── EXCERPTED TEXT ──
RH: Why did you decide to start this project?
CG: I was sent to Missouri in the early months of 1989 by
The Washington Post because the Supreme Court had accepted
a case called Webster v. Reproductive Health Services that was
generating a tremendous reaction among both sides of the abortion
community. People had been doing very careful headcounts as the
Court's composition changed, and this looked like the first time that
an anti-Roe majority was present. Webster was a state
abortion case that would provide them the vehicle to overturn Roe
v. Wade if they were prepared to do it.
I went looking for the history that would help me write about the
background of this case, and I couldn't find it. It was particularly
distressing that I couldn't find a source that would tell me the basic
facts of how we had got to this point. Did it start with Roe v.
Wade in 1973? No, as it turned out, it had been going on for at
least a full decaade before that. But more to the point, I couldn't find
anything that told the story from the point of view of the opponents.
Everything I could find in the mainstream literature dealing with the
right-to-life people was written in condescending, demeaning
language clearly intended to make me understand why they were
wrong, why they were crazy religious zealots. I decided that if I was
going to read an objective history of the conflict, I would have to
write it.
RH: You started research in 1989. Have you been working on this
fulltime for the last decade?
CG: The idea began in 1989 as I was working on the article for
the Post, but I didn't leave the paper and begin work on the
book until 1991. So it was really six years of fulltime work.
RH: How much of that was spent in Missouri?
CG: I have family of my own, so I wasn't in a position to
simply move there for a year. So I developed a second life in
Missouri. There was a family I met who invited me to use their home
as a crash pad when I was doing research there. They were
wonderful, warm people who became like second parents to me. I
was back and forth to Missouri fairly often, staying as little as 2-3
days to over a week at a time. But between the visits and the
extensive phone calls, I was 'there' for several months.
───
── RECORDS SUPPLIED ──
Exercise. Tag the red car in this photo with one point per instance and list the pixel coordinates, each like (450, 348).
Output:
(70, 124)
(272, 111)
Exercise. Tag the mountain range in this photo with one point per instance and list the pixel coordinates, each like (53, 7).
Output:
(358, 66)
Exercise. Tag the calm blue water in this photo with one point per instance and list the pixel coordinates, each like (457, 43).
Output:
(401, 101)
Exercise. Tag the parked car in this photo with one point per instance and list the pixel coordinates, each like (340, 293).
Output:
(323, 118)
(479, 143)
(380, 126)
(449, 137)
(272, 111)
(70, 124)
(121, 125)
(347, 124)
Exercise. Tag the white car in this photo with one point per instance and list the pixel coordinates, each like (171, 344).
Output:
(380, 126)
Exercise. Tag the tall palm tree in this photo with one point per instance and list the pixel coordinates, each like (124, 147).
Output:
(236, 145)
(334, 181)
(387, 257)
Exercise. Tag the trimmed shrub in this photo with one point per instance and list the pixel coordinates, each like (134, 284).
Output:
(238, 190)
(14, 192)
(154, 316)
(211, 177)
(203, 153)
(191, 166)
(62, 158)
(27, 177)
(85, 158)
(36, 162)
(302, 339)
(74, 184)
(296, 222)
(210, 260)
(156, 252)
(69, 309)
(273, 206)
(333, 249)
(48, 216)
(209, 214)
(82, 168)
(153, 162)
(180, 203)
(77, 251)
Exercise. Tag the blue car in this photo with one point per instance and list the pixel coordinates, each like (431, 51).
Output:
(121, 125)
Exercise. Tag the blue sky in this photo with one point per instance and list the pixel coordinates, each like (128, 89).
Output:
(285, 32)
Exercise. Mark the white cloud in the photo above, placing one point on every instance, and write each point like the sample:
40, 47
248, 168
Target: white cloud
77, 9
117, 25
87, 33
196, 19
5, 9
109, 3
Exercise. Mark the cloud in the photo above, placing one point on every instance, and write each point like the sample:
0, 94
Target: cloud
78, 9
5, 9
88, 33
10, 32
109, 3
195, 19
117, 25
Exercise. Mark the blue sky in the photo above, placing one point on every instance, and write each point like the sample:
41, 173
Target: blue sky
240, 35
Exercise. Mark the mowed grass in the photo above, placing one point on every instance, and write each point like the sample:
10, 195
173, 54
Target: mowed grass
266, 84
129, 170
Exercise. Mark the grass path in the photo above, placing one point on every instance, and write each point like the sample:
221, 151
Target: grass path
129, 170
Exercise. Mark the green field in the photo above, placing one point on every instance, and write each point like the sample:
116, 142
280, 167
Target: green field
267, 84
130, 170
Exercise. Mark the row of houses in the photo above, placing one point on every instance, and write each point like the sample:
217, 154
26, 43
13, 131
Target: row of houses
───
AIM: Condense the paragraph of the interview beginning "I went looking for the history" into a short bulleted list that keeps its main facts.

SOLUTION FOR THIS PROBLEM:
- Looking for history to explain the background of the case, the speaker couldn't find any source giving the basic facts of how things had reached that point.
- The conflict didn't start with Roe v. Wade in 1973; it had been going on for at least a decade before that.
- Nothing told the story from the opponents' point of view.
- Mainstream writing on the right-to-life people used condescending, demeaning language meant to show they were wrong and were crazy religious zealots.
- The speaker decided that reading an objective history of the conflict would mean writing it.